┌────────

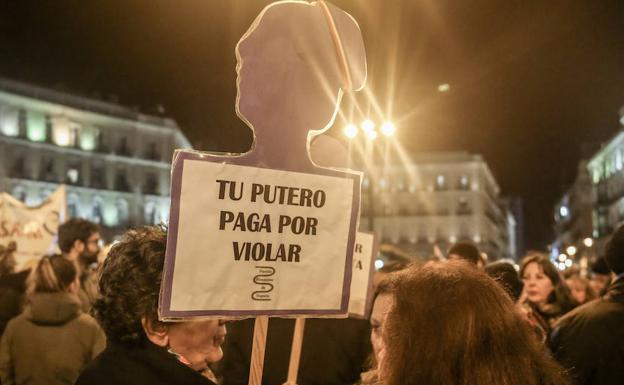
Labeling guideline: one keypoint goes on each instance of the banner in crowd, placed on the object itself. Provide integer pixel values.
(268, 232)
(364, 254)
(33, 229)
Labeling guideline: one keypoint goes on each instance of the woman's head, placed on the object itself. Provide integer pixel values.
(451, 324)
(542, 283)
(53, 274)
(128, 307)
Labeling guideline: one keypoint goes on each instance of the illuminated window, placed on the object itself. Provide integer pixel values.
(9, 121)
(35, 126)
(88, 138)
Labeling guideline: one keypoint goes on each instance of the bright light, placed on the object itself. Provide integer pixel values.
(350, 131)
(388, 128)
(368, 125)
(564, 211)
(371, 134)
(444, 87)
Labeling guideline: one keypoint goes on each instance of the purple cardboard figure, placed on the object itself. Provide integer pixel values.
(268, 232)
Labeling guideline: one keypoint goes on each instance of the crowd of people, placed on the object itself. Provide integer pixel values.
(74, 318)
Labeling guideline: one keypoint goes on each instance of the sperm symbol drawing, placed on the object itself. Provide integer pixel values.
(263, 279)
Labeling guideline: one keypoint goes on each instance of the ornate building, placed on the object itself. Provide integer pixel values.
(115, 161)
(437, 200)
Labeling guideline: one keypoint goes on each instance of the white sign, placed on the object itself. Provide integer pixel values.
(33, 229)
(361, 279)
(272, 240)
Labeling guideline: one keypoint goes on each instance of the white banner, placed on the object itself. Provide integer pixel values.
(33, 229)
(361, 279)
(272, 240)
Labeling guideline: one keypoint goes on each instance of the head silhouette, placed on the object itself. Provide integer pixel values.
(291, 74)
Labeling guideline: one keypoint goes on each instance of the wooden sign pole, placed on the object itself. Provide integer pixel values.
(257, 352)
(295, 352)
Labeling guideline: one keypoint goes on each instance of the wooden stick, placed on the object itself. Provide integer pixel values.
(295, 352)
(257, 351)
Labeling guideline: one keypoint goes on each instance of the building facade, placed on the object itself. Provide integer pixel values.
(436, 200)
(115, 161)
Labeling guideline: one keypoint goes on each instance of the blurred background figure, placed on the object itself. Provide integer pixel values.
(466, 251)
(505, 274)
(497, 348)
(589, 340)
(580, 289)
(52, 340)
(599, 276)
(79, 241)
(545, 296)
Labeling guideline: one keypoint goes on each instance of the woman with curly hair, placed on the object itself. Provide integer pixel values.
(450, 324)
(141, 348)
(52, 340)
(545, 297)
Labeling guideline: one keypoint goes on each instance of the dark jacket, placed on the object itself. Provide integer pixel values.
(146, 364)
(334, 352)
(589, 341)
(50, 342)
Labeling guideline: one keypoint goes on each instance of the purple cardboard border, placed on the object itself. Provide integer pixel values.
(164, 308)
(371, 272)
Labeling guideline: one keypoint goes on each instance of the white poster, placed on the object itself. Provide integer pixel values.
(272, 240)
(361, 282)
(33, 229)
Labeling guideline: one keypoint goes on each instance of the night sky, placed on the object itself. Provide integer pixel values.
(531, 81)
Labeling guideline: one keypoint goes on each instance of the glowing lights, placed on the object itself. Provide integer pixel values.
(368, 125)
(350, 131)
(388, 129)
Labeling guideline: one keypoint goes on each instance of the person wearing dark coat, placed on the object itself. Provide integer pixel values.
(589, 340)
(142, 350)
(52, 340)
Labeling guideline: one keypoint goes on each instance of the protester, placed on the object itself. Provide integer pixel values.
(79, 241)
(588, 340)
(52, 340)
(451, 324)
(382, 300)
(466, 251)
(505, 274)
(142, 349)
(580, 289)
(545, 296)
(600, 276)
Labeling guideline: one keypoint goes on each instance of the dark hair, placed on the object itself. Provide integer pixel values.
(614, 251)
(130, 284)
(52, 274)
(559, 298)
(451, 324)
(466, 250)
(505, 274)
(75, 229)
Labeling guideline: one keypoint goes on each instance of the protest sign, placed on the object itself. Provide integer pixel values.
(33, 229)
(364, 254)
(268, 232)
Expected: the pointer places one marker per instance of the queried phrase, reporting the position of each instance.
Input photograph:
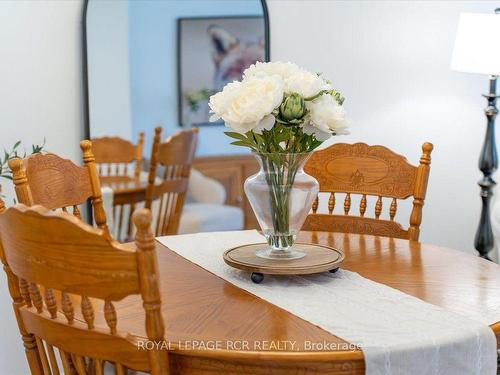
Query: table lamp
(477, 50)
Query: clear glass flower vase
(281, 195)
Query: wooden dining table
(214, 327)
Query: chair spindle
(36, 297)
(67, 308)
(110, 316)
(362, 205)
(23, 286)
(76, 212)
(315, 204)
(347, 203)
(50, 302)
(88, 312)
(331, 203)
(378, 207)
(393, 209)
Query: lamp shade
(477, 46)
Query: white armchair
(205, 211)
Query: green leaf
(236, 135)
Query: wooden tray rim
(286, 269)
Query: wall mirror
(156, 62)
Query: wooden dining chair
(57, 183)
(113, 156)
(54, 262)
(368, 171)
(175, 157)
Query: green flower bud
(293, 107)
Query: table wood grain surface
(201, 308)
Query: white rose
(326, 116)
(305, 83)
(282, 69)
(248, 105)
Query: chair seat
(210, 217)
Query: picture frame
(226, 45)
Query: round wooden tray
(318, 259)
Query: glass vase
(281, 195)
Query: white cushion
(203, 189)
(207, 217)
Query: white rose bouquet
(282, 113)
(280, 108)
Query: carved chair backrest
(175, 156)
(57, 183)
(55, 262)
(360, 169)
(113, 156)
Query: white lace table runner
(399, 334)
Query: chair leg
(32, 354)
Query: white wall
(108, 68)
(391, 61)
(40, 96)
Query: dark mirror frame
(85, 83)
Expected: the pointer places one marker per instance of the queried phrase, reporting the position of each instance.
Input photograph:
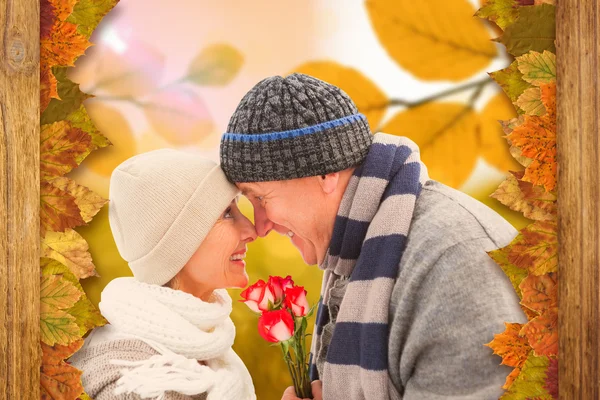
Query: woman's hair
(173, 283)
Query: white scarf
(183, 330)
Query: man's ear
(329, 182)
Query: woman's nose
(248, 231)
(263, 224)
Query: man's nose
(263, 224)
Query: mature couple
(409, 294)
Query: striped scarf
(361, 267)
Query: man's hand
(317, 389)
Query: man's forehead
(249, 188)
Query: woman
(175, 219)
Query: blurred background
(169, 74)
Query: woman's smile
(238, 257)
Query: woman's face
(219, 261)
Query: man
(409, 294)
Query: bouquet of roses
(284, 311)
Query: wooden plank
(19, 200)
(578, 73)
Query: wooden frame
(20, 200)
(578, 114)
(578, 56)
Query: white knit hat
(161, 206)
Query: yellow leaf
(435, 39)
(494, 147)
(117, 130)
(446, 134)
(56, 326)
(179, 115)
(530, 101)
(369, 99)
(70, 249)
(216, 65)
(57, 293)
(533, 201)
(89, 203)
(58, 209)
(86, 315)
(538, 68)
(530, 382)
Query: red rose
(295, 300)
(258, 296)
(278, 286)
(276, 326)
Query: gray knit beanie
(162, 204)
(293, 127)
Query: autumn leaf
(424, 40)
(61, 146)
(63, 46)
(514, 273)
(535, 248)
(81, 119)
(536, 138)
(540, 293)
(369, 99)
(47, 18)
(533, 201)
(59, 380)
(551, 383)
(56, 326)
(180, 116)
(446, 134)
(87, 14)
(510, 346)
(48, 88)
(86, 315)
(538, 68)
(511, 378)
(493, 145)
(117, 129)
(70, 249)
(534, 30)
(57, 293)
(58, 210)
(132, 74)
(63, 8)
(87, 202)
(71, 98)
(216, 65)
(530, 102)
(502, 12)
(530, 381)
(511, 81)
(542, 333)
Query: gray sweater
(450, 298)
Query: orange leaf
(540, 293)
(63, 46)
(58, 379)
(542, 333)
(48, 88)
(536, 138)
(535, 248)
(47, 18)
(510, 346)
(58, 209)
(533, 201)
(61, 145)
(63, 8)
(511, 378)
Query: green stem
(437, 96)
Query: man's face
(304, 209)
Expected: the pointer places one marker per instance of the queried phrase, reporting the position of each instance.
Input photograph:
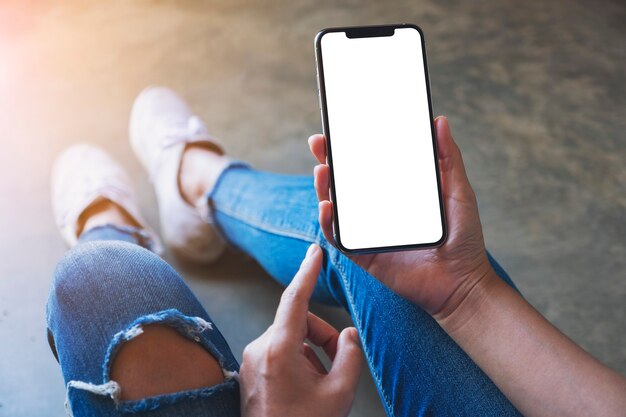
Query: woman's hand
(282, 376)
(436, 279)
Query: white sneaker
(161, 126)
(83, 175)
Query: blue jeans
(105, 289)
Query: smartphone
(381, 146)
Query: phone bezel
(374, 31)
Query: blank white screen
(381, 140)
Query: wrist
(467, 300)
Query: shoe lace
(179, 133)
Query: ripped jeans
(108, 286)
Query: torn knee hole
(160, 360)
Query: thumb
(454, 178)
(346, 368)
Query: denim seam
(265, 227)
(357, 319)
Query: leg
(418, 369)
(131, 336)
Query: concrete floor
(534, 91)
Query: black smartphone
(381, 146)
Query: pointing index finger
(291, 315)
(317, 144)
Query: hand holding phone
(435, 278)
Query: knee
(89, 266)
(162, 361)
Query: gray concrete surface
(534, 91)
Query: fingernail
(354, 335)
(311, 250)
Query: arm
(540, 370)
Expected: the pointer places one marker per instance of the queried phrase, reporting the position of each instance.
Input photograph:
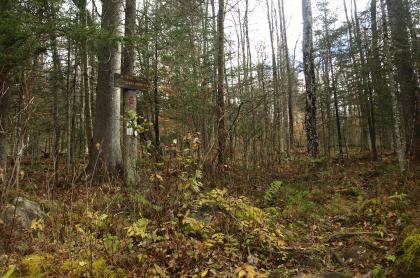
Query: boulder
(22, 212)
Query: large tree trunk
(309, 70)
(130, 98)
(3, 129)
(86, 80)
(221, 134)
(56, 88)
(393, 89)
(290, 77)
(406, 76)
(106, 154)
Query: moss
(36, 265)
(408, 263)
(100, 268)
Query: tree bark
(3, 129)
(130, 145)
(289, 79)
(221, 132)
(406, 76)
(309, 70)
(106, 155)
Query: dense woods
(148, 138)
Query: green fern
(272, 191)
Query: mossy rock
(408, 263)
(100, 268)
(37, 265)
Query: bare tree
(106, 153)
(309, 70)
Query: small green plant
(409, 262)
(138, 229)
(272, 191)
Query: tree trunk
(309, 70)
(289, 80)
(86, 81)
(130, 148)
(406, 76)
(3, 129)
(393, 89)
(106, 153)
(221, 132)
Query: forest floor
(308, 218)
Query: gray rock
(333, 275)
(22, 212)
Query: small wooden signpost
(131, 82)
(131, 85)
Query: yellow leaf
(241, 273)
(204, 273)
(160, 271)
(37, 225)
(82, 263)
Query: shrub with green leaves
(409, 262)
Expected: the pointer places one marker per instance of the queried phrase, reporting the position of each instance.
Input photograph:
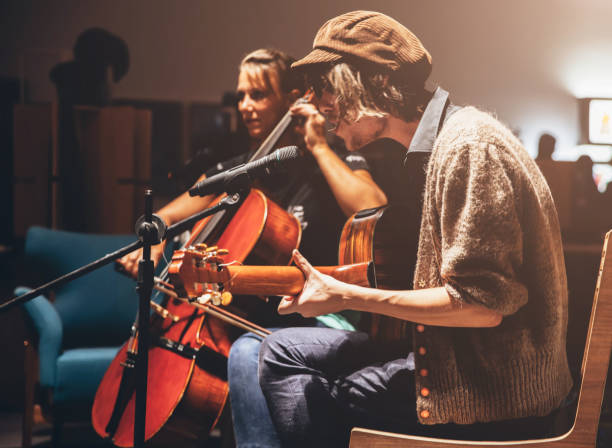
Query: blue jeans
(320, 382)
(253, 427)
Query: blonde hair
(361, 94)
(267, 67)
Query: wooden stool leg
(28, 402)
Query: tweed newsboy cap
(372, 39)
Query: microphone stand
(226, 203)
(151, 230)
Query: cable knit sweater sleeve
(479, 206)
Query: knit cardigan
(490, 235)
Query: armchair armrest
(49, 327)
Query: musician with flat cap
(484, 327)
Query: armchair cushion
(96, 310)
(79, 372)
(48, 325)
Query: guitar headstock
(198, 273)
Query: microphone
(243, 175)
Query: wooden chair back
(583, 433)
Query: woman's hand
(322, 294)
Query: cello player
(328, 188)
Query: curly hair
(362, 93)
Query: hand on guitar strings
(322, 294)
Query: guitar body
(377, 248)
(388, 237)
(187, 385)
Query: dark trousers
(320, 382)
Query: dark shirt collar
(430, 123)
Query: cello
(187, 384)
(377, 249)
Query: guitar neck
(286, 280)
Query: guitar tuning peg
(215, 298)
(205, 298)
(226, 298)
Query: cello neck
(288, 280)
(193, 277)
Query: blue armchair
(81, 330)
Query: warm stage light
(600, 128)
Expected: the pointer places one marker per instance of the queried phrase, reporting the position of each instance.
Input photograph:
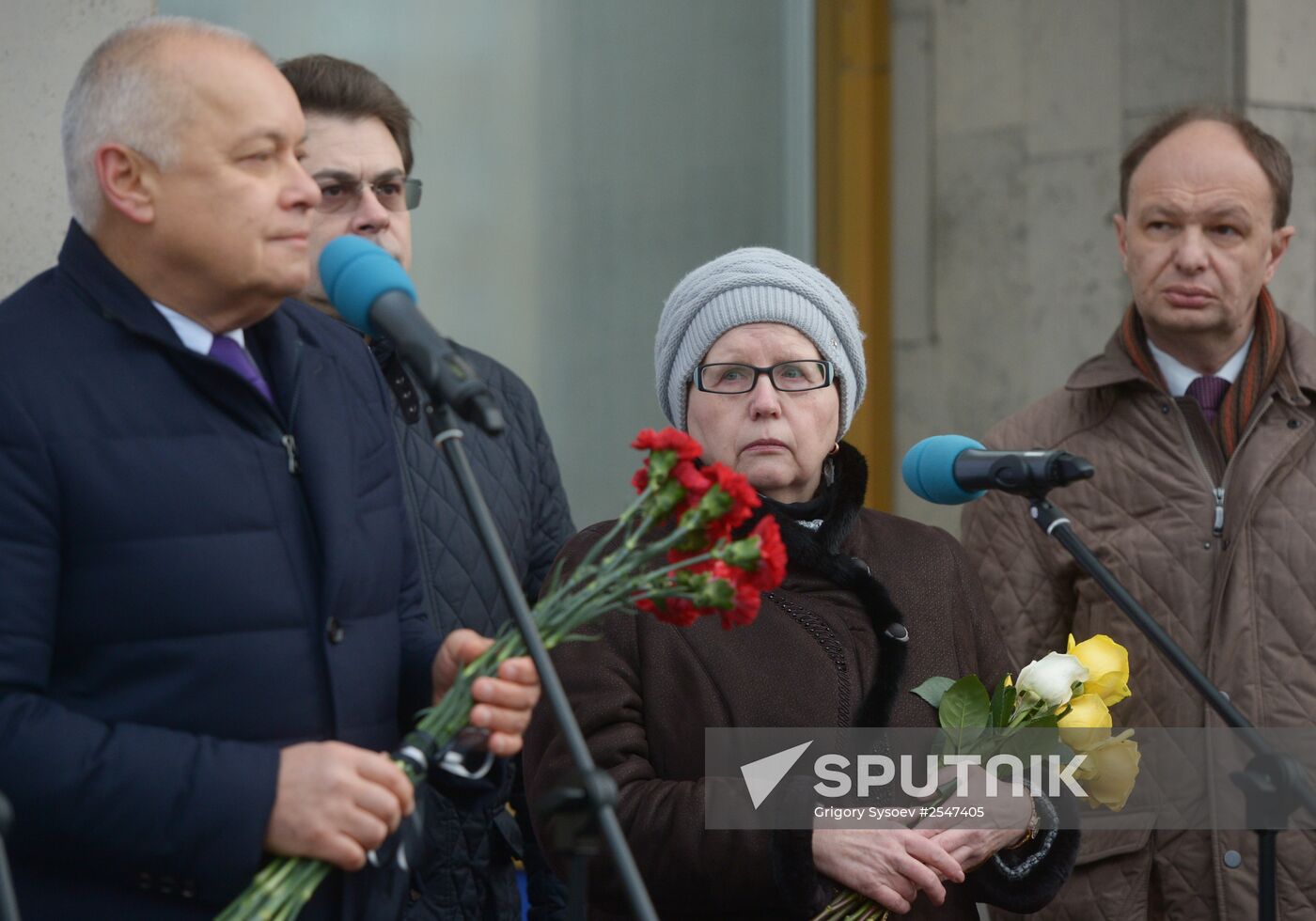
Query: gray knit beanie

└────────

- [What you have to do] For this exercise, output only the lines from the one bearing "Query: gray rock" to the end of the material above, exactly as written, with pictures left out.

- [Solution below]
Query: gray rock
(333, 275)
(22, 212)
Query: small wooden signpost
(131, 82)
(131, 85)
Query: yellow leaf
(241, 273)
(204, 273)
(160, 271)
(37, 225)
(82, 263)
Query: shrub with green leaves
(409, 262)
Expected: the pointer places one marker per instance of the queried phrase, reporting the position of each instance.
Input photograph:
Query: blue jeans
(320, 382)
(253, 427)
Query: blonde hair
(361, 94)
(267, 67)
Query: wooden stool leg
(28, 402)
Query: tweed newsboy cap
(372, 39)
Query: microphone stand
(226, 203)
(151, 230)
Query: cable knit sweater sleeve
(479, 206)
Query: knit cardigan
(490, 235)
Query: armchair armrest
(49, 327)
Query: musician with flat cap
(484, 327)
Query: armchair cushion
(96, 310)
(79, 372)
(48, 325)
Query: guitar headstock
(198, 273)
Query: microphone
(243, 175)
Query: wooden chair back
(583, 433)
Query: woman's hand
(322, 294)
Query: cello player
(328, 188)
Query: curly hair
(362, 93)
Query: hand on guitar strings
(322, 294)
Query: guitar body
(377, 248)
(388, 237)
(187, 385)
Query: dark trousers
(320, 382)
Query: dark shirt collar
(430, 123)
Query: cello
(187, 384)
(377, 249)
Query: guitar neck
(286, 280)
Query: guitar tuning peg
(215, 298)
(205, 298)
(226, 298)
Query: cello neck
(288, 280)
(193, 277)
Query: blue armchair
(81, 330)
Query: warm stage light
(600, 128)
Expected: the pointer places one marker per instance of the queried phrase, reporting the position of each instance.
Input photograph:
Query: gray knit beanie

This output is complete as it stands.